| Problem statement |
According to the T5 summarization notebook below, how many BBC news articles make up the XSum dataset?

# T5 for Text summarization (tensorflow)

Text summarization is one of the most important NLP applications. This is a very difficult tasks that poses several challenges such as identifying the important content and generate a summary.

In this notebook, we will fine-tune the pre-trained T5 for the task of text summarization. T5 has a encoder-decoder architecture. We will use the XSum dataset from Hugging Face Datasets.

**The model will be fine-tuned tensorflow framework**.

In [19]:
!pip install transformers datasets rouge-score keras_nlp

Looking in indexes: https://pypi.org/simple, https://us-python.pkg.dev/colab-wheels/public/simple/


To ignore warning, please run the following cell:

In [20]:
import transformers
print(transformers.__version__)

4.24.0


If you want that warnings are not printed, please run this cell:

In [21]:
import os
os.environ['TRANSFORMERS_NO_ADVISORY_WARNINGS'] = 'true'

## Data
we use the dataset xsum that consists of 226,711 news BBC articles accompanied with a one-sentence summary. The articles covers a wide variety of domains (e.g., News, Politics, Sports, Weather, Business, Technology, Science, Health, Family, Education, Entertainment and Arts). 

The official random split contains 204,045 (90%), 11,332 (5%) and 11,334 (5) documents in training, validation and test sets, respectively.

| Information given |
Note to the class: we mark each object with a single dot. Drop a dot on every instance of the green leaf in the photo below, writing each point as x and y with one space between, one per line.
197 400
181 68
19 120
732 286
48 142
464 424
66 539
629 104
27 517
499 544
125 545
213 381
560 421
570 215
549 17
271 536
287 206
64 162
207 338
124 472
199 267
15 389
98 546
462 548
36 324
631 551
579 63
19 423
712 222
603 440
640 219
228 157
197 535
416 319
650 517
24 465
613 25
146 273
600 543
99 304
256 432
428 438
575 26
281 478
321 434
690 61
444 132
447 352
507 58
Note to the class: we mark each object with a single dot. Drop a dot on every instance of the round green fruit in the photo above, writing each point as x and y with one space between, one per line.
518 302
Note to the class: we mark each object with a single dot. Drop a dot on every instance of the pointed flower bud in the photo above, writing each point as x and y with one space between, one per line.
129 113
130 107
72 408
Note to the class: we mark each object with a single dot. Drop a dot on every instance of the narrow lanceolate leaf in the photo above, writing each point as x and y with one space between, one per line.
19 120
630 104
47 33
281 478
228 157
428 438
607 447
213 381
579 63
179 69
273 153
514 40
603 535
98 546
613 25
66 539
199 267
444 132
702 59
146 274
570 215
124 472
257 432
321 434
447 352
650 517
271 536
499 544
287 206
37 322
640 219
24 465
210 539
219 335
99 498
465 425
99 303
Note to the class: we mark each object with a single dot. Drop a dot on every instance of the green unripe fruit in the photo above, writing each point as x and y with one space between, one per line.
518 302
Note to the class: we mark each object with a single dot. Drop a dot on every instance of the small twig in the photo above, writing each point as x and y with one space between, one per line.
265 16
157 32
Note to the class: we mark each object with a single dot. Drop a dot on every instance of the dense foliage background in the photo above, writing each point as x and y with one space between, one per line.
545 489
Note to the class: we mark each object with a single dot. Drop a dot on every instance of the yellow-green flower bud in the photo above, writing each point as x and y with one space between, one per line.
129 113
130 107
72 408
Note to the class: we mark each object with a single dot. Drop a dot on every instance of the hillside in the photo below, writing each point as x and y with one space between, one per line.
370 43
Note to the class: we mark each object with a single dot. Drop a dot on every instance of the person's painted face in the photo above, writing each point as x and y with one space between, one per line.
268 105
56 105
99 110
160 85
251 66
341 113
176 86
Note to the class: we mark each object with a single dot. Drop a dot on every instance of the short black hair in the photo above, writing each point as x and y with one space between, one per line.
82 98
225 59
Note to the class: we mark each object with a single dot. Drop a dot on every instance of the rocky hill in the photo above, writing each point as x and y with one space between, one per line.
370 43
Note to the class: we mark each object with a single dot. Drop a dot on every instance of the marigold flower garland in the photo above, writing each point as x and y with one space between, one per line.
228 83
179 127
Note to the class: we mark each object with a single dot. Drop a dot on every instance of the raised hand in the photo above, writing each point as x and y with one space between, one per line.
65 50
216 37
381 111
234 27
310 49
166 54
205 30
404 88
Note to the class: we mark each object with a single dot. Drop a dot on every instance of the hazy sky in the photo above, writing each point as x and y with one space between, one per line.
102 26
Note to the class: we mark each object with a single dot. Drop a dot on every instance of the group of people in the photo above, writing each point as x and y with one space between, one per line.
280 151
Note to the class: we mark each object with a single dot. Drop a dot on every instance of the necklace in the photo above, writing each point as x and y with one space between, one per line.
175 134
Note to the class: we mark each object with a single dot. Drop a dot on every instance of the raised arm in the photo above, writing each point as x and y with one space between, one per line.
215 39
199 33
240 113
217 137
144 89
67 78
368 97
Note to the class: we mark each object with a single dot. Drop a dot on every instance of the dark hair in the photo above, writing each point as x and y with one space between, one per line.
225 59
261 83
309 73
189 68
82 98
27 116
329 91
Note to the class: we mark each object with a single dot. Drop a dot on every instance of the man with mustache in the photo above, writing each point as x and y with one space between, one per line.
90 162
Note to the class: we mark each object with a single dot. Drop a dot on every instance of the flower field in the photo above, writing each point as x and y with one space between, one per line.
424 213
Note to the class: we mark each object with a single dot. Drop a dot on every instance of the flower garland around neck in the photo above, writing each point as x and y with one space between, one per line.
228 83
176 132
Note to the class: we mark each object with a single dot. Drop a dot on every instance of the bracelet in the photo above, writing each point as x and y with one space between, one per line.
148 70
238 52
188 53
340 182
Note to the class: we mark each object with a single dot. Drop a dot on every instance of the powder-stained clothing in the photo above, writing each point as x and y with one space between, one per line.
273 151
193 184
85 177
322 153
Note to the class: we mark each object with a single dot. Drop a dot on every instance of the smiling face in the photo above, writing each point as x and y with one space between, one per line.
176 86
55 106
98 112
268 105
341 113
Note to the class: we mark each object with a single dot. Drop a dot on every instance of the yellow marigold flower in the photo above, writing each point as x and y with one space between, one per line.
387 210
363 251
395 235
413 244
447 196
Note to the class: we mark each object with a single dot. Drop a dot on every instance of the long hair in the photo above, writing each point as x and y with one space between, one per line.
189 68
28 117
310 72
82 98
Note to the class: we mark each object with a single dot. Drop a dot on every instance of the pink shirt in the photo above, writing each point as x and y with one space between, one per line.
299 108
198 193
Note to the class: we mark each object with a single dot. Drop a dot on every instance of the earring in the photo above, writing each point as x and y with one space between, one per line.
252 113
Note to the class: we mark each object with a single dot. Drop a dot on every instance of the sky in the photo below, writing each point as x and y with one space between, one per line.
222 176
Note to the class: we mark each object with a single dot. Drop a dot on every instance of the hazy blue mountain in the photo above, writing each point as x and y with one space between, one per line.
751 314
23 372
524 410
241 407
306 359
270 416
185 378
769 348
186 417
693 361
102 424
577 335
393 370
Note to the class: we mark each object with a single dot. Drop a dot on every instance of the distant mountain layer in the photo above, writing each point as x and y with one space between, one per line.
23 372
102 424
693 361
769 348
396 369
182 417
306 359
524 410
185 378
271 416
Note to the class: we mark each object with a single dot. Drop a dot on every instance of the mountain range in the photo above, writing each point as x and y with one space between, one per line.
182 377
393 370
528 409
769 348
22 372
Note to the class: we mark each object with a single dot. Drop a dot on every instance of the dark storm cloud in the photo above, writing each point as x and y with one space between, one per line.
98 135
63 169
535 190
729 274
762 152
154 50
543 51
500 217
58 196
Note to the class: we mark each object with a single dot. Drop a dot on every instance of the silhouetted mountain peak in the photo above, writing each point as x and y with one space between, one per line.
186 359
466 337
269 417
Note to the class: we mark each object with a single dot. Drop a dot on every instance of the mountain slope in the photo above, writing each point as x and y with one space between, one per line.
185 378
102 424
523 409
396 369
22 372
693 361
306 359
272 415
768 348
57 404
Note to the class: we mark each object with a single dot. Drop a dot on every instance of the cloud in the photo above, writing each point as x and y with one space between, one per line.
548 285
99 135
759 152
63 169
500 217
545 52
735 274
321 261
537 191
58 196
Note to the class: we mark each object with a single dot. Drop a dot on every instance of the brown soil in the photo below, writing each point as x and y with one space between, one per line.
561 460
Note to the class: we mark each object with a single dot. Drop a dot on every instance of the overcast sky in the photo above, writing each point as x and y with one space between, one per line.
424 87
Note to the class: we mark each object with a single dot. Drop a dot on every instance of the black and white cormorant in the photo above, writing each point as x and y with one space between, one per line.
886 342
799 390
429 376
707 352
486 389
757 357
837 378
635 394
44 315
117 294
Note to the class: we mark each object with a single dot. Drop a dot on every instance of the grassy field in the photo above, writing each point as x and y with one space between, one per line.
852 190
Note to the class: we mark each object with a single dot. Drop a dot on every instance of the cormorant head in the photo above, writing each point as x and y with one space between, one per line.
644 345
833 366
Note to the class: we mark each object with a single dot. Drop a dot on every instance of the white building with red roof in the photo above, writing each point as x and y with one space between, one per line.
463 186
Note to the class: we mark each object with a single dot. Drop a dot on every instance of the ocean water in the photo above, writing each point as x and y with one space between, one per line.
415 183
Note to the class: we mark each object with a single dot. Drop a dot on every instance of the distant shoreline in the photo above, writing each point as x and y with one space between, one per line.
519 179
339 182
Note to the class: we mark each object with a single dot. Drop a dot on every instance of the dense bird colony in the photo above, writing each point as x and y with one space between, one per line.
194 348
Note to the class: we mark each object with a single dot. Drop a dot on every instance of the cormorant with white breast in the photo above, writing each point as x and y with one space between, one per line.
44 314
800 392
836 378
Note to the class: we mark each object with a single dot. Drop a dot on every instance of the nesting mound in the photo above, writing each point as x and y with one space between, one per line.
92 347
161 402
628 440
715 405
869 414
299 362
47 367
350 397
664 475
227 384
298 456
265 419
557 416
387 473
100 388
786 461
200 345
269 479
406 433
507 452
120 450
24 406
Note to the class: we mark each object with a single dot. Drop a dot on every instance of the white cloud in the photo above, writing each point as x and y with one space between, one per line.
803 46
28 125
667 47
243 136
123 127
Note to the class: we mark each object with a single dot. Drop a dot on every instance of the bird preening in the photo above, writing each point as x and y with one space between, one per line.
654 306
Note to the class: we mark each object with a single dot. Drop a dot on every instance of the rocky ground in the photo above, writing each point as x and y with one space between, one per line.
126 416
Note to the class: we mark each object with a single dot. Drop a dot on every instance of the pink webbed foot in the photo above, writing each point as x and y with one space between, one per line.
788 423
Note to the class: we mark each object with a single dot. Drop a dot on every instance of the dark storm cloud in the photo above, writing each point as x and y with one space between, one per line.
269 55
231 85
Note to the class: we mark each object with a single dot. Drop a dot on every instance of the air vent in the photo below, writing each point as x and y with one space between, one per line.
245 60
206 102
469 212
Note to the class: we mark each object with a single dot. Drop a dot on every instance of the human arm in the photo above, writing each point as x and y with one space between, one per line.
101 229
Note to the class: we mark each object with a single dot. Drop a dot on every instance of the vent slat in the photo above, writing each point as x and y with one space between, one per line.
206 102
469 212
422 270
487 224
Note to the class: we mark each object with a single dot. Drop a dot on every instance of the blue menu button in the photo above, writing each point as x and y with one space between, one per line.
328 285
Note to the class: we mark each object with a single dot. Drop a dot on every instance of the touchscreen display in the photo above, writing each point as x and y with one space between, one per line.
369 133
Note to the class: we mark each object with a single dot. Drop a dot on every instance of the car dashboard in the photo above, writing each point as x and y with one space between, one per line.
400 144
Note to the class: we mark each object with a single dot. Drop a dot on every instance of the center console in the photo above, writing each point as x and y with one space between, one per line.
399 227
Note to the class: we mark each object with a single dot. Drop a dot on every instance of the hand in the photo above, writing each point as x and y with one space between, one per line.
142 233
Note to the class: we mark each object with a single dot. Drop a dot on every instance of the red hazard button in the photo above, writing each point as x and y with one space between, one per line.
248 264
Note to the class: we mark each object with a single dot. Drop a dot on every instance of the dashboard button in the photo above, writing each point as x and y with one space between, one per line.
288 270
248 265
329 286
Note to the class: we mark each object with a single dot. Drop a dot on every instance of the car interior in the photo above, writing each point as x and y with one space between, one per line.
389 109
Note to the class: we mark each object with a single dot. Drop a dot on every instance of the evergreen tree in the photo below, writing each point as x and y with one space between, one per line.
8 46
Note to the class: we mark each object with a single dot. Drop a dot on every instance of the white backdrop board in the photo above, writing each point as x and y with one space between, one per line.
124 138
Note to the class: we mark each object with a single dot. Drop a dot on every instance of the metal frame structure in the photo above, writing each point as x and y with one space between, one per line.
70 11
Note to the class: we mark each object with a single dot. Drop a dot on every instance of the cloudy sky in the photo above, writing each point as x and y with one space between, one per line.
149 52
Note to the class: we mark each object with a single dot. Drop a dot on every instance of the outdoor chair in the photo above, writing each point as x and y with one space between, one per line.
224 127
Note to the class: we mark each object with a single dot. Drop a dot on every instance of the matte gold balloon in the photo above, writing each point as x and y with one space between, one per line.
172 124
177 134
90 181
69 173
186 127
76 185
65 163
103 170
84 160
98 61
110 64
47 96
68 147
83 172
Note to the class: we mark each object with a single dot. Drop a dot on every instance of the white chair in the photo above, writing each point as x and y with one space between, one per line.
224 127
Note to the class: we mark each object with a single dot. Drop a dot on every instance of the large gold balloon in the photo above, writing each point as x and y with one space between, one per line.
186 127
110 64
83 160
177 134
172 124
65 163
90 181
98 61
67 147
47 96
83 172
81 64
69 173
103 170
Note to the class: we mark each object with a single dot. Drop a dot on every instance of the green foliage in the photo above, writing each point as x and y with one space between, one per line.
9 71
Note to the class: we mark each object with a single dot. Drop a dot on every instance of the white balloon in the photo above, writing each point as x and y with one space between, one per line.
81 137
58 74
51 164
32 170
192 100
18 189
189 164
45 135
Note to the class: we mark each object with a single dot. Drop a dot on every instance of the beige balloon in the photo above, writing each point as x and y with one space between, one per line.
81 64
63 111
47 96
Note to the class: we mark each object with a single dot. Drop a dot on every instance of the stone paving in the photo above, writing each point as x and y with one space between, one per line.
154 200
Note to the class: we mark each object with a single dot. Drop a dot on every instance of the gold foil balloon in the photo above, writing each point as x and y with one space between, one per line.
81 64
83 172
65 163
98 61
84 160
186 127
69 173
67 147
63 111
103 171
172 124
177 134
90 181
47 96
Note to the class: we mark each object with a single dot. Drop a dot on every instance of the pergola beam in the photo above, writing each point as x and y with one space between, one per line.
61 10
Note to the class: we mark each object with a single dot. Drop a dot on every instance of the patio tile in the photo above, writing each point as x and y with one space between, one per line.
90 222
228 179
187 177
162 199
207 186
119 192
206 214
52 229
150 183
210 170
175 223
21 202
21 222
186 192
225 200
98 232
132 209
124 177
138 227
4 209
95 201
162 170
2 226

| Full answer |
226,711